■ **WHAT IS NEEDED**
Leave out the pictures, then output the lines of the records below from the first through the one containing "Task: where can the leopard skin".

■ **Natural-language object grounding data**

= Beginning of Section =

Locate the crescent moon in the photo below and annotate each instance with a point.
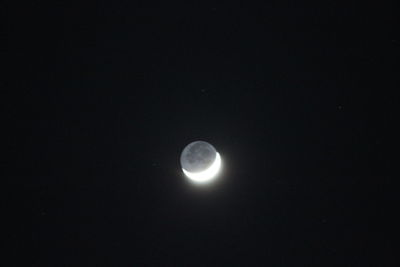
(206, 175)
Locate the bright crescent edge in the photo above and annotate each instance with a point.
(207, 175)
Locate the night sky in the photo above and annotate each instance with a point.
(101, 98)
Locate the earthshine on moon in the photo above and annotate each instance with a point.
(200, 162)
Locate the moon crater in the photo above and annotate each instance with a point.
(200, 161)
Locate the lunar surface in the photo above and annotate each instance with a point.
(200, 161)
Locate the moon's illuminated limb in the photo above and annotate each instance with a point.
(207, 175)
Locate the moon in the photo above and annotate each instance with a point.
(200, 162)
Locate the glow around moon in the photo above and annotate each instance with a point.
(206, 175)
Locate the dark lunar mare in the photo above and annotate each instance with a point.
(198, 156)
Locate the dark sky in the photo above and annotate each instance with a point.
(102, 97)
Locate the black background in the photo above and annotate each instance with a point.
(102, 97)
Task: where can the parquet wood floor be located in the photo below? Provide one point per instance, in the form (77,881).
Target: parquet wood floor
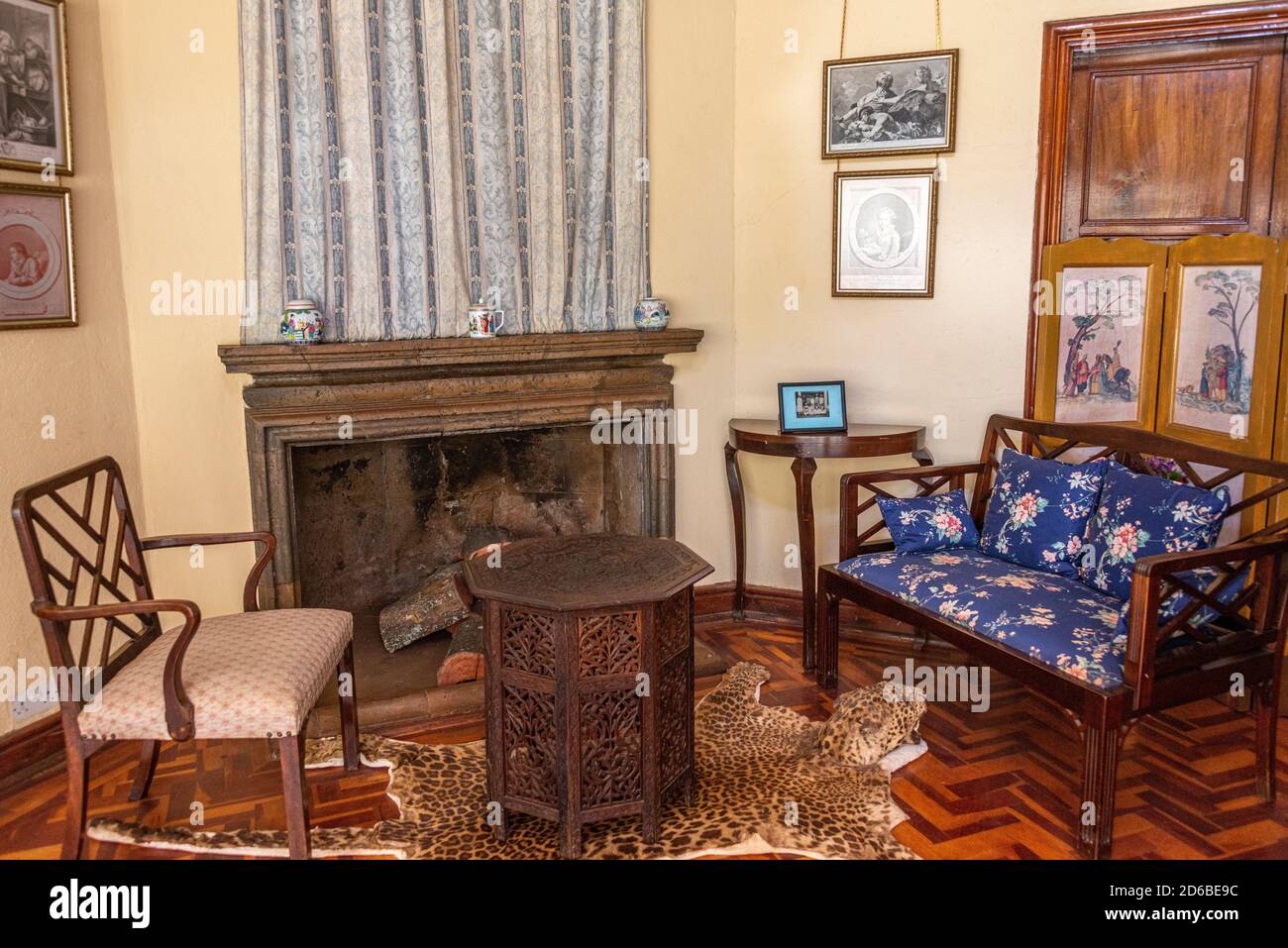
(995,785)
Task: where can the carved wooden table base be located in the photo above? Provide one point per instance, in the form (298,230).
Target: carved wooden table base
(589,679)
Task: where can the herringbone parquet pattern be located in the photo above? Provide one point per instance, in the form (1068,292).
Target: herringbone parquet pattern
(996,785)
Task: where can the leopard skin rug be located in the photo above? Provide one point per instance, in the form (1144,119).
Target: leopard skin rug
(768,780)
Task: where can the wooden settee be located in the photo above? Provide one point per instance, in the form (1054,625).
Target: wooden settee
(1166,664)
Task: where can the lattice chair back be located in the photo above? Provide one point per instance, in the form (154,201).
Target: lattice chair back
(81,548)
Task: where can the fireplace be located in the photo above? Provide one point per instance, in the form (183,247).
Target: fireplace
(376,463)
(373,519)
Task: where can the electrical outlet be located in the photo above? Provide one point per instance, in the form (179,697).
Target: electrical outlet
(24,710)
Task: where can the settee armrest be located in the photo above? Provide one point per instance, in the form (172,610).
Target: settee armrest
(1254,612)
(927,480)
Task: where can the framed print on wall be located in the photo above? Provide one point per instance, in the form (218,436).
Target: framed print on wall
(1222,337)
(890,104)
(38,272)
(811,407)
(35,111)
(884,233)
(1100,316)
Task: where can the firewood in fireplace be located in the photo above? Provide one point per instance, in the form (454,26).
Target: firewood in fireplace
(464,660)
(442,601)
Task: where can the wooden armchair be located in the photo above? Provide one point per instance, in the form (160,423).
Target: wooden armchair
(252,675)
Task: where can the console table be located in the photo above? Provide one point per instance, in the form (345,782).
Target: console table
(589,678)
(761,437)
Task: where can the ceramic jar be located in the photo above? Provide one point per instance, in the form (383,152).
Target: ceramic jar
(303,322)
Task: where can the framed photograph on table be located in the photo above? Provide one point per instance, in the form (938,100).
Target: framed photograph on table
(884,233)
(1222,337)
(890,104)
(35,110)
(811,407)
(38,275)
(1100,317)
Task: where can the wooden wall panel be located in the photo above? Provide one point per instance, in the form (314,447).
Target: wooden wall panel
(1172,141)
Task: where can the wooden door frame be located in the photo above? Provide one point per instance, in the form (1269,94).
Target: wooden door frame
(1060,42)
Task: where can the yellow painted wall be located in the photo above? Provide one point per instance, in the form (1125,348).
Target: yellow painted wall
(741,211)
(80,376)
(957,357)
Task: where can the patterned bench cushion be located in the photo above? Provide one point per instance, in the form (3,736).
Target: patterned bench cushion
(257,674)
(1052,618)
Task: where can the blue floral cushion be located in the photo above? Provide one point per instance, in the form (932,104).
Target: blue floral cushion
(1038,513)
(1175,603)
(1141,515)
(1052,618)
(928,523)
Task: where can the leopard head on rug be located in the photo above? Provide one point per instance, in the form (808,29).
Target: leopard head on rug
(768,780)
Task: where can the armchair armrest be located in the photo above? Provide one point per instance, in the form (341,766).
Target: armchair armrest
(1154,579)
(250,601)
(178,707)
(927,479)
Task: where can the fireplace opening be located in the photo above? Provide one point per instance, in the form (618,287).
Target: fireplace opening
(374,520)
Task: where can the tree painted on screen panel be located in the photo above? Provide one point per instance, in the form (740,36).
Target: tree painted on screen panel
(1103,301)
(1239,292)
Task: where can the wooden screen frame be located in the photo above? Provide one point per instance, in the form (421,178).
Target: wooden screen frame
(1098,252)
(1243,249)
(1060,42)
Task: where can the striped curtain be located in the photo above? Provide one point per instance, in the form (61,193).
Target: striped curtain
(406,158)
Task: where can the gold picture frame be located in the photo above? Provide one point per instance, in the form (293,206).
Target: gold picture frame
(890,104)
(1206,394)
(884,228)
(38,93)
(1100,313)
(38,258)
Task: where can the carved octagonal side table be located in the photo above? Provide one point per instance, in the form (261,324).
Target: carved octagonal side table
(589,678)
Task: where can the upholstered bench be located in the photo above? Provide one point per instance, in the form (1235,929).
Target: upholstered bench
(1109,588)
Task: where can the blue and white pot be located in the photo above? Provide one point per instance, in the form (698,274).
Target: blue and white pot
(652,314)
(303,322)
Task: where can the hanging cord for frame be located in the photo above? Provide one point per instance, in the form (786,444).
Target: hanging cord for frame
(845,16)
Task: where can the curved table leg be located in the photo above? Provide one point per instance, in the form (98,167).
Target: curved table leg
(739,531)
(803,469)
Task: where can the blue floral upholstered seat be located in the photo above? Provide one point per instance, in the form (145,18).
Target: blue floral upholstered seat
(1052,618)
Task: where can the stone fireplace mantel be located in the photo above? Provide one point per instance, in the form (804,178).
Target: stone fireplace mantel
(335,393)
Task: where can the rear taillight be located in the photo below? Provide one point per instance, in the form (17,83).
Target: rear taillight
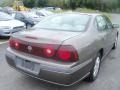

= End of Section =

■ **RESULT FOR THIS TASK**
Locate the crescent moon in the photo below and annotate each instance with a point.
(206, 175)
Locate the bright crescent edge in the photo above and annotate each instance with a point.
(207, 175)
Locate the night sky in the photo above and annotate each instance with a point.
(101, 98)
Locate the earthshine on moon in the photo above and annotate each instance with a point.
(200, 162)
Locate the moon crater in the photo above and annotate each instance with a point.
(200, 161)
Locate the lunar surface in the photo above and annotate each instance with a point.
(200, 161)
Locate the moon's illuminated limb in the photo above and annotate each instance with a point.
(207, 175)
Locate the moon in the photo above and annotate each instance with a point.
(200, 162)
Locate the glow around moon in the photo above and annotate each instance with a point.
(206, 175)
Locate the dark lunar mare in the photo above and annotate each instance with a point.
(198, 156)
Locate the dark sky in the photo above and annotate each instance with a point.
(102, 97)
Locate the black background in the photo above and annotate each instance with a point.
(102, 97)
Task: where can the parquet wood floor be located in the photo below? Provide one point per instance, in the form (77,881).
Target: parquet wood floor
(995,785)
Task: where can the carved wooden table base be located in the photo above? Provide one point per instance, in the form (298,230).
Target: carved wooden table base
(589,679)
Task: where can the herringbone parquet pattern be located in the photo above? Provide one point per instance, in the form (1068,292).
Target: herringbone parquet pattern
(996,785)
Task: where can the leopard skin rug be located in the photo above? Provide one point per instance, in the form (1144,119).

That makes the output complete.